• [Reading text]
%%
Tuesday, 4 April 2017

Beggars and passports!

Today I went running again, even though I was taking the risk that the threatened temporary water cut-off might have come into force, making showering difficult. Yesterday I did not run as the water was supposedly being cut off at 8.30, meaning I would have had to go out to run at 7.30 or even earlier in order to have time to shower afterwards. There are limits to my devotion to fitness!

Today, however, I chose to refuse to be ruled by arbitrary workmen's decisions and followed my normal routine. No problems at all. No water restrictions. Perhaps they underestimated the length of time it would take them to reach our stretch of the street.

As I turned left by the lighthouse roundabout and started to pound my way up the San Joan do Monte hill I realised that someone was waving to me. It looked like a couple of children. Then I realised that it was Soy-Muy-Pobre, who used to be our regular supermarket beggar, and her son. She looks about 16 but I know for a fact that her child is at least 7. So she must be in her twenties, even assuming she was very young when the child was born. Being small, of course, makes her look younger. Her son is almost as tall as she is.

After she had got over the delight of seeing me again - she is always pleased to see me - she told me how she had been outside our Mercadona on Saturday and had wondered if she would see "la seƱora" (me) again. She went on to have a little moan about her son's school being closed this morning, for no apparent reason and without prior notice. (Maybe there water has been cut off instead of ours!) She had walked her son up the hill to the school despite his having a bad cold and being unable to breathe well. The child obligingly sniffed impressively to prove that his mother was telling the truth. All of this she told me in a perfectly normal voice, speaking perfectly comprehensible Spanish. Then, as if remembering that I was a possible source of income, she slipped into her I'm-only-a-poor-little-beggar-girl whine to tell me that she can't afford to take him to the doctor or to buy medicine for him. Did I not have a little something to give her? To which I had to say no. I was out for a run and had no money with me. Maybe next time. I have to say though that and the child looked better dressed than the last time I saw them. Maybe things are looking up for them!
%%
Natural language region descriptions
%%
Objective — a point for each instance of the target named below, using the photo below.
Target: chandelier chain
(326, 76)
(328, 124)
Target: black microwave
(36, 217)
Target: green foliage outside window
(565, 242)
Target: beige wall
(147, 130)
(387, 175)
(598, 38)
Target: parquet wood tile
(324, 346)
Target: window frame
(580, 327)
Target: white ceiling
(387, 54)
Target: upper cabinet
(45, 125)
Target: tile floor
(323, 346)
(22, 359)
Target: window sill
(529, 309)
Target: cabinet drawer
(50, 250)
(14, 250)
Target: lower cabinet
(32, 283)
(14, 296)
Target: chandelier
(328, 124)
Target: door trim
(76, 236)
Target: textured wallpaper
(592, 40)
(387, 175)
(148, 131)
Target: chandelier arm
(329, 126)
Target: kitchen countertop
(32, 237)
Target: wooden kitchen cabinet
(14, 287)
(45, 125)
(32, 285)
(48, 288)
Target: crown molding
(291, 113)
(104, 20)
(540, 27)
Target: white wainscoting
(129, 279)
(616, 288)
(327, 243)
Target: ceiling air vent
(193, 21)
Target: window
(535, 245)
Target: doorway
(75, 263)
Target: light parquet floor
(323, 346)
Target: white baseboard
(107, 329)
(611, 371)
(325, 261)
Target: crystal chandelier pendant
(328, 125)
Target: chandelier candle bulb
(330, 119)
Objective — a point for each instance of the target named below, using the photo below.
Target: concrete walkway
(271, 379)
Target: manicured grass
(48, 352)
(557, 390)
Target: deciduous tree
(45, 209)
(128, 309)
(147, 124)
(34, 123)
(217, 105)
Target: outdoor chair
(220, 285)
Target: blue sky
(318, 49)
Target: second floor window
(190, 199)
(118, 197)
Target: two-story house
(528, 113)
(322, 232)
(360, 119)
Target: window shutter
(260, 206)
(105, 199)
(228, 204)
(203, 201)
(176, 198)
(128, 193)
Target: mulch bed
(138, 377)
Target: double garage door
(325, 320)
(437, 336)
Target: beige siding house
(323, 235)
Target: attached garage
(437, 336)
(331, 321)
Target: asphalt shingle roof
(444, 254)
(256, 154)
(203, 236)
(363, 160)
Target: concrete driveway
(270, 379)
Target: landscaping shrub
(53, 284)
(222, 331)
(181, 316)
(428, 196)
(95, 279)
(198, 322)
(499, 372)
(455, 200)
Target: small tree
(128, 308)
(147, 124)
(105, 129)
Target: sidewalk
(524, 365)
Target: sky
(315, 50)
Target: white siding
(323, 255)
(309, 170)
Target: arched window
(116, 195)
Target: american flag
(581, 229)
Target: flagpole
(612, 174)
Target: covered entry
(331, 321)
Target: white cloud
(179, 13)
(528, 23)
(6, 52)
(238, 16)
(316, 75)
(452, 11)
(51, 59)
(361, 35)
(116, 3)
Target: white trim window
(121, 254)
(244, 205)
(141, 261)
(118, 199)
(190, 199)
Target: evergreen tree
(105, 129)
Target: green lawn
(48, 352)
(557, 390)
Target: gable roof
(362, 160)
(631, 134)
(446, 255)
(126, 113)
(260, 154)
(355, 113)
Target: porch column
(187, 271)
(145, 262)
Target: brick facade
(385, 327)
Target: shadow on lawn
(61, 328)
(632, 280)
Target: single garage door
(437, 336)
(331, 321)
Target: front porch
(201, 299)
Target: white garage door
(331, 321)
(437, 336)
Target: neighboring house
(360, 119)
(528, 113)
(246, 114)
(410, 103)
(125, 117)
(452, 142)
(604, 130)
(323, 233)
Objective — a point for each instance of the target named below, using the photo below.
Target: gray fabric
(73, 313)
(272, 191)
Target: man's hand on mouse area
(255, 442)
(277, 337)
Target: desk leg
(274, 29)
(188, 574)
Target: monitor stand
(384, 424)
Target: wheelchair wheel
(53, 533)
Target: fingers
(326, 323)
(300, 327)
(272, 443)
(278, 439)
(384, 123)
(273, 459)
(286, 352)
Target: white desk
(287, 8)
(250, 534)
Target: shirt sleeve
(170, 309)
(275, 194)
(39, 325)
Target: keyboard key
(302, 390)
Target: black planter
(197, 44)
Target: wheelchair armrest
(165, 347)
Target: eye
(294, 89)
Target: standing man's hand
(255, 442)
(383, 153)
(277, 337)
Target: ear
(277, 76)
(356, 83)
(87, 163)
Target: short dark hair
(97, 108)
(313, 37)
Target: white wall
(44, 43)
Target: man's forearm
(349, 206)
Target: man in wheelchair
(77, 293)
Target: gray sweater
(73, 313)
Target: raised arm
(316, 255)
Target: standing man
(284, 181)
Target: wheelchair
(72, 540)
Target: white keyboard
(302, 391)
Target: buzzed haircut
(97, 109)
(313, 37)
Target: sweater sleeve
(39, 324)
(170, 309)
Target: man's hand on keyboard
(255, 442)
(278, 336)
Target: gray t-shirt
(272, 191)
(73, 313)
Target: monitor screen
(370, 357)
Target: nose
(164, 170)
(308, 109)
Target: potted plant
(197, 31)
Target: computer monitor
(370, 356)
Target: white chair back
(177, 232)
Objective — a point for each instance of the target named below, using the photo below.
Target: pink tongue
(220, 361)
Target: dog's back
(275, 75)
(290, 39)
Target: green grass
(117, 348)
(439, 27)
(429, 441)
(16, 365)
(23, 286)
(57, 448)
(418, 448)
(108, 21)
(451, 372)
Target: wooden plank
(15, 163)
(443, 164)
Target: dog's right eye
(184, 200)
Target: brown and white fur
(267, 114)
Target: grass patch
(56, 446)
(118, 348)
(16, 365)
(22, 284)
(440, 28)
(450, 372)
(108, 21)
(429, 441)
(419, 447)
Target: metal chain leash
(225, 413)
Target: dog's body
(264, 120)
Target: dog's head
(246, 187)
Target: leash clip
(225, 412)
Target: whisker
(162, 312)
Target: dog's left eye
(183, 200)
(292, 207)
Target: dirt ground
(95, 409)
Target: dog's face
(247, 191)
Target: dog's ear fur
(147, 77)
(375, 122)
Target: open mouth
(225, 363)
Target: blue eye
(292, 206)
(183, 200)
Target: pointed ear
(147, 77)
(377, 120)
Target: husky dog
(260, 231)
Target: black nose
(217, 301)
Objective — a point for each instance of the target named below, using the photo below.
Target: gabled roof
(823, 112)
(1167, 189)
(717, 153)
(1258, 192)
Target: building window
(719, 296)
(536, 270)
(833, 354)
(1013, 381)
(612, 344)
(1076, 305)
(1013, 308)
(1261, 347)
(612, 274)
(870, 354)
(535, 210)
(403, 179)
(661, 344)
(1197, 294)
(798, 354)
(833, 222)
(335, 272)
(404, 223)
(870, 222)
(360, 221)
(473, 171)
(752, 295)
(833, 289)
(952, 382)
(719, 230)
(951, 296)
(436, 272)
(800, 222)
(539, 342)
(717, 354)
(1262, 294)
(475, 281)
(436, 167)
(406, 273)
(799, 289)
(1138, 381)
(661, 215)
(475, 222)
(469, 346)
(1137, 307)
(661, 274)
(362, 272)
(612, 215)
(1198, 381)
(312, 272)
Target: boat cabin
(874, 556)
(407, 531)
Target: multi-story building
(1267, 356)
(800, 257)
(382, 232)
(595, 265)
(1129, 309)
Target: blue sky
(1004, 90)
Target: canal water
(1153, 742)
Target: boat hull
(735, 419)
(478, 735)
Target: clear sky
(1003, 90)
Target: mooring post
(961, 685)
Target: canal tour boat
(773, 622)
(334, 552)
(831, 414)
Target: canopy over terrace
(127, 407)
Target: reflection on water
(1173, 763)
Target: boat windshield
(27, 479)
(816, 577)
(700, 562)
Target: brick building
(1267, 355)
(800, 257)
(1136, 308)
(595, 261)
%%
• [Task set]
1 > Can you shorten the paragraph of the blog post beginning "As I turned left by the lighthouse roundabout" while keeping its main facts?
2 > Could you return the passage of the blog post that begins at the words "Tuesday, 4 April" and stops after "of the street."?
The records are separate material, unrelated to the blog post.

• [Solutions by task]
1 > While running up the San Joan do Monte hill after turning left at the lighthouse roundabout, the writer was waved at by what looked like two children. They turned out to be Soy-Muy-Pobre, formerly the regular supermarket beggar, and her son. She looks about 16 and is small, but since her child is at least 7, she must be in her twenties. Her son is almost as tall as she is.

2 >
Tuesday, 4 April 2017

Beggars and passports!

Today I went running again, even though I was taking the risk that the threatened temporary water cut-off might have come into force, making showering difficult. Yesterday I did not run as the water was supposedly being cut off at 8.30, meaning I would have had to go out to run at 7.30 or even earlier in order to have time to shower afterwards. There are limits to my devotion to fitness!

Today, however, I chose to refuse to be ruled by arbitrary workmen's decisions and followed my normal routine. No problems at all. No water restrictions. Perhaps they underestimated the length of time it would take them to reach our stretch of the street.